## Quoted text
------------

Marchwood has the great military port from which the forces set sail for the Gulf. Hythe was the home of the British Powerboat Company that pioneered the development of high-speed launches and motor torpedo boats which were so vital a component of our coastal forces during the Second World War. I am sure that many hon. Members will have visited Beaulieu with great pleasure. It is sometimes startling to think that it was at Beaulieu that the Special Operations Executive agents were trained before they parachuted, often to a fatal end, into Nazi-occupied France. To go from that beauty into that danger, as Violette Szabo GC did, never to return, required a degree of courage that it is hard to envisage in today's times of peace.
Moving along, we have, near Lymington, Green Marine, which has manufactured the vast majority of Royal National Lifeboat Institution lifeboats during the past eight years. The Cadland Consortium has developed the Cadland concept of a new ship to replace the Royal Yacht Britannia, not a floating gin-palace but a sail training vessel which, if it were adopted – I commend it to the Government – would supply sail training experience for scores of young people in between its royal purposes.
Moving north, we come to Lyndhurst where is to be found the grave of Alice Hargreaves, who was born Alice Liddell, and was the inspiration for Lewis Carroll's "Alice in Wonderland". Also in the parish church at Lyndhurst is a memorial tablet to two of her sons. One was a captain who won the DSO in the First World War, the other was a captain who won the MC in that same war. Both were killed in successive years on the Somme at the age of 33. So even Alice in Wonderland was touched by the tragedy of war in Europe.
Finally, at Fawley, which has the largest oil refinery in the country, there is a small church which unexpectedly among its plots has a small group of war graves from the Battle of Britain. Such sights are always moving, but I hope that the House will be as impressed as I was by the nobility of spirit of the parents of Sergeant John Burrow, who inscribed the following on his gravestone:
"Into the mosaic of victory we lay this priceless piece – our son".
Even an area as known for happiness, tourism and relaxation as the New Forest has had the scars of war deeply imprinted upon it.
In making my Maiden Speech, I am in something of a dilemma. I know that it may be the only opportunity in my entire parliamentary career to get my message across uninterrupted. However, the reverse side of the bargain is that I have to be relatively non-controversial. That is why I should like to pay tribute to part of the Gracious Speech that my right hon. and learned Friend the Shadow Chancellor overlooked – the section in which the Government intend to "retain strong armed forces, including the nuclear deterrent".

------------

## Material provided
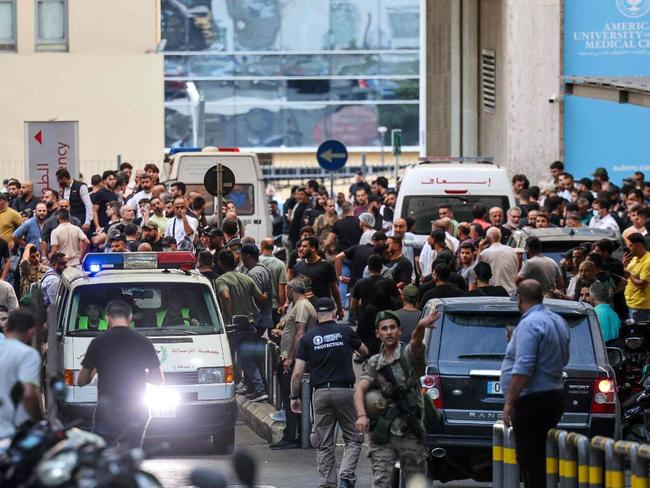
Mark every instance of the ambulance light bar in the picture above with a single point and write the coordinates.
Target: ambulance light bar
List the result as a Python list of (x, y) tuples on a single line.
[(96, 262)]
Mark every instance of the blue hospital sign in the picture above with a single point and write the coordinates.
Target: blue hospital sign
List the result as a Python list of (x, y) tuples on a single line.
[(606, 38)]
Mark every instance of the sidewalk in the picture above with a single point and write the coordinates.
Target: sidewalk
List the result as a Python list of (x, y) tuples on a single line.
[(256, 415)]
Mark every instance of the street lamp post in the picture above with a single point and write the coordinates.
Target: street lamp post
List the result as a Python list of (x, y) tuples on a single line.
[(382, 132)]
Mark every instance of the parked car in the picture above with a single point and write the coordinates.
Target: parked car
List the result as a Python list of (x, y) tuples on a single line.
[(556, 241), (463, 360), (459, 183)]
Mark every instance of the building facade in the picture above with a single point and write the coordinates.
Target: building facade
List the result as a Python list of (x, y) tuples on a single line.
[(91, 62), (280, 77)]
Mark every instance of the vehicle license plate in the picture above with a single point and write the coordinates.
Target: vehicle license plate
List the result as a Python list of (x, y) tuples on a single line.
[(494, 388), (163, 412)]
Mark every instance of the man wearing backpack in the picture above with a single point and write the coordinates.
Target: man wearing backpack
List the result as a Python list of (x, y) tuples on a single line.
[(397, 431)]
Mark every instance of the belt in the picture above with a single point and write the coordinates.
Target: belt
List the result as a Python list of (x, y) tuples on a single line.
[(334, 385)]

------------

## Problems to work on
1) Copy the passage of the New Forest speech that begins at "Finally, at Fawley, which" and ends after "imprinted upon it.", replacing "oil refinery" with "fuel refinery".
2) According to the New Forest speech, at what age were Alice Hargreaves's two sons killed on the Somme?

## Responses to the exercise
1)
Finally, at Fawley, which has the largest fuel refinery in the country, there is a small church which unexpectedly among its plots has a small group of war graves from the Battle of Britain. Such sights are always moving, but I hope that the House will be as impressed as I was by the nobility of spirit of the parents of Sergeant John Burrow, who inscribed the following on his gravestone:
"Into the mosaic of victory we lay this priceless piece – our son".
Even an area as known for happiness, tourism and relaxation as the New Forest has had the scars of war deeply imprinted upon it.

2) 33